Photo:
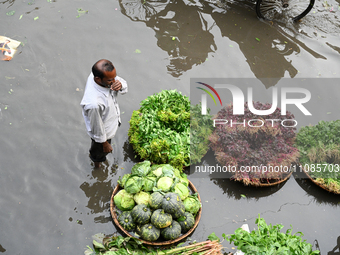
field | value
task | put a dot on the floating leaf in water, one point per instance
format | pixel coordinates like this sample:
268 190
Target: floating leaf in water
213 237
10 13
81 12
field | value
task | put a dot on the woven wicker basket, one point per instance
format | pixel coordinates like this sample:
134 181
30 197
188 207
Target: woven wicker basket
115 219
319 184
276 183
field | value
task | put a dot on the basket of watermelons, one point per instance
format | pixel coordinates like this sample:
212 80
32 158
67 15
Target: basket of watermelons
156 204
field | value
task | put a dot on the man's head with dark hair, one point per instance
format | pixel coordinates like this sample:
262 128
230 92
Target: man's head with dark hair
104 73
102 66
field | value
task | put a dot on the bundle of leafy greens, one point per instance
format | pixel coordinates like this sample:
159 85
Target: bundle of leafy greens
118 245
268 240
160 129
319 147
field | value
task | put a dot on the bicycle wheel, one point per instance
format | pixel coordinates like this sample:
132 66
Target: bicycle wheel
283 9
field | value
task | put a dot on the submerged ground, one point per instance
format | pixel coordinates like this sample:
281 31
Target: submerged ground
52 200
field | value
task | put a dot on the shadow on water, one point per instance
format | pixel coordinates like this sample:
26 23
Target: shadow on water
233 189
182 29
319 195
98 189
337 247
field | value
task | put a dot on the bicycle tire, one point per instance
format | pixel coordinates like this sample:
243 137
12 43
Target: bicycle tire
273 9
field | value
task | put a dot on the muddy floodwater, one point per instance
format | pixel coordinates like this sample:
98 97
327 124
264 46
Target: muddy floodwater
52 200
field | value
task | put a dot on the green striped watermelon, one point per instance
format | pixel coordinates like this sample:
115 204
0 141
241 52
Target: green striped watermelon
141 214
171 232
126 221
156 200
187 222
160 219
170 202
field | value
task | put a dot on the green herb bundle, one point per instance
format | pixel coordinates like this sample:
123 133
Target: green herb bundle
268 240
118 245
319 148
160 129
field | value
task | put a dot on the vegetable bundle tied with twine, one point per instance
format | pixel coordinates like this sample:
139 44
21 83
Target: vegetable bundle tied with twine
118 245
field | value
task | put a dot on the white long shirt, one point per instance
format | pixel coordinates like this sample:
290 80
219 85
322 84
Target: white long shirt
100 109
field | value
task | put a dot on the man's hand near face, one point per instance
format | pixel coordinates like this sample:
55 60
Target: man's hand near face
116 85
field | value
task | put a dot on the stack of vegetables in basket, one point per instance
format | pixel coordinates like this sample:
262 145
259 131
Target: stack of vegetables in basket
156 202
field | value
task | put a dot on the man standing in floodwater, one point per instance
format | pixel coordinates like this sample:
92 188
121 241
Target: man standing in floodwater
100 108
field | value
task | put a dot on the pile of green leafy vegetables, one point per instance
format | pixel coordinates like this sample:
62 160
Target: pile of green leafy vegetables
118 245
269 240
319 147
160 130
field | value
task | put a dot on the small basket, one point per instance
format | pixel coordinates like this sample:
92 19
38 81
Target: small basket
319 184
115 219
275 183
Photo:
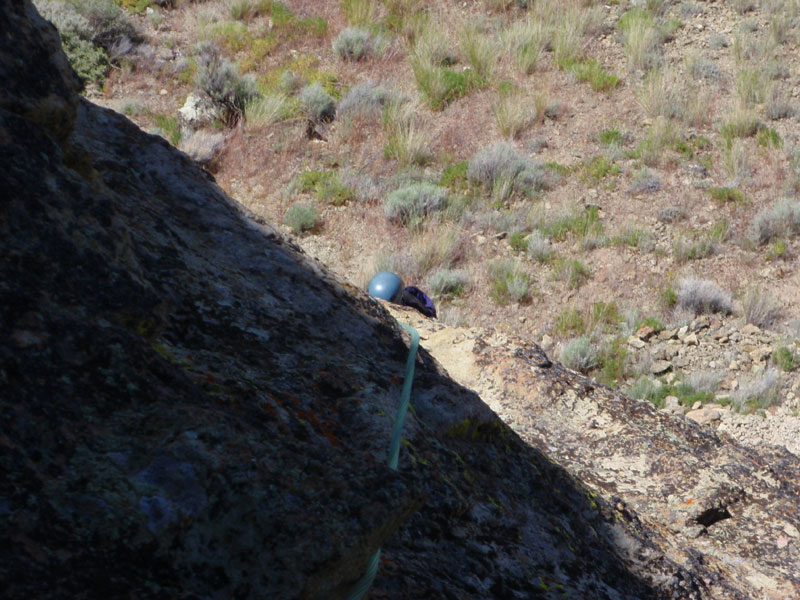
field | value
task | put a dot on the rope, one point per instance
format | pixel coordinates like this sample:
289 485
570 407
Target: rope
363 584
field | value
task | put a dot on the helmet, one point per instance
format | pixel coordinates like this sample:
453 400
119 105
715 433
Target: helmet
386 285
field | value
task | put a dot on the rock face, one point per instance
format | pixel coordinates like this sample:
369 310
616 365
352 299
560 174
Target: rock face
725 513
192 408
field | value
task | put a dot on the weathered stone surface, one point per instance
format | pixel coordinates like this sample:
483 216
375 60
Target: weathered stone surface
718 509
192 408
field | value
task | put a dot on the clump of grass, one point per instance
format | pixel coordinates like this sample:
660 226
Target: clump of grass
757 394
318 104
785 359
364 102
768 138
703 296
359 12
219 80
610 137
479 50
266 110
512 115
573 272
570 322
661 136
411 203
503 170
356 43
448 282
582 223
326 186
727 194
539 247
508 282
782 219
580 354
409 141
168 128
761 308
659 94
641 39
645 182
592 72
740 122
525 41
301 217
598 168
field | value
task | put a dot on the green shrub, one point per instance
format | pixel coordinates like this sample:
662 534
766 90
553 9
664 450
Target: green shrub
326 186
318 104
455 176
355 43
758 393
539 247
703 296
785 359
410 204
580 354
518 242
301 217
570 322
219 80
364 101
592 72
501 167
610 137
448 282
509 282
761 308
611 361
782 219
169 126
727 194
94 33
573 272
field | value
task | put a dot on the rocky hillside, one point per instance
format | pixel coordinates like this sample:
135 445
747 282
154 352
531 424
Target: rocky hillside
193 408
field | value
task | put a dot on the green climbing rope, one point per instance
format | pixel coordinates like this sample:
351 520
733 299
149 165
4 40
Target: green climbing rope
394 452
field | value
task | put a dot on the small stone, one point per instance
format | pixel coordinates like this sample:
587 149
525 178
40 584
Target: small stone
659 367
750 329
635 342
704 415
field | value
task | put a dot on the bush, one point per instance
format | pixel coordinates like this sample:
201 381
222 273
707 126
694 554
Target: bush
539 247
703 296
266 110
508 282
761 308
301 217
92 33
326 186
364 101
580 354
448 282
219 80
758 393
501 166
318 104
785 359
782 219
355 43
411 203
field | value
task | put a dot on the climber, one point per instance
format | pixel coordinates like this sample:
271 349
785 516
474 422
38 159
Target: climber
388 286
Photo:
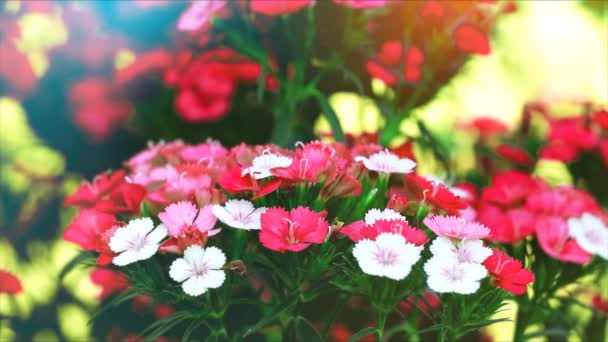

--

Pull out every line above that contains the word "leafy", and copy each one unchanged.

# RESPONSE TO THIS TASK:
task | put a dot on the bundle of leafy greens, one point per instance
Target: bundle of leafy greens
task | put a dot on the pile of green leafy vegetables, one point per instance
Target: pile of green leafy vegetables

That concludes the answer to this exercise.